Parts of the exercise:
A: Translate this sentence from the interview excerpt about holiday retailing into French: "Now, of course, that could fluctuate throughout the season as markets dictate."
B: Quote every sentence in the interview excerpt about holiday retailing that contains the word "planned."

Text excerpt:
◆ ◆ ◆
TRON: Well, it really is a case by case basis with a lot of retailers. I think what you see right now is actually what is called planned promotion. That’s going to be the most prevalent. And that’s everything that retailers have already predetermined what they’re going to set pricing at.
Now, of course, that could fluctuate throughout the season as markets dictate. But I think, right now, we’re really still solidly in that planned promotion area which is a good thing for retailers. Deep discounting after the fact, post-Christmas and in January, that would be, you know, trouble to look out for. But right now, I think a lot of this is still planned.
MATHISEN: What are your members tell you, if anything, about their increased plans for security in light of the Paris attacks and do any of them express concern that people might be less inclined to go and congregate in large public places, the so-called soft targets like malls?
TRON: Well, there’s always that concern without a doubt when something like this happens, but the shopping center industry takes security very, very seriously. It’s unfortunately something that we’ve been dealing with for a very long time. So, it’s not anything new.
◆ ◆ ◆
Recorded data:
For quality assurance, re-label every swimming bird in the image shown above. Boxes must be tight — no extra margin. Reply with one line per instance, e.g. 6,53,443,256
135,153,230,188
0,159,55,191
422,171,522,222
◆ ◆ ◆
Outputs in order:
A: Cela dit, bien entendu, cela pourrait fluctuer au fil de la saison, au gré des marchés.

B:
- I think what you see right now is actually what is called planned promotion.
- But I think, right now, we’re really still solidly in that planned promotion area which is a good thing for retailers.
- But right now, I think a lot of this is still planned.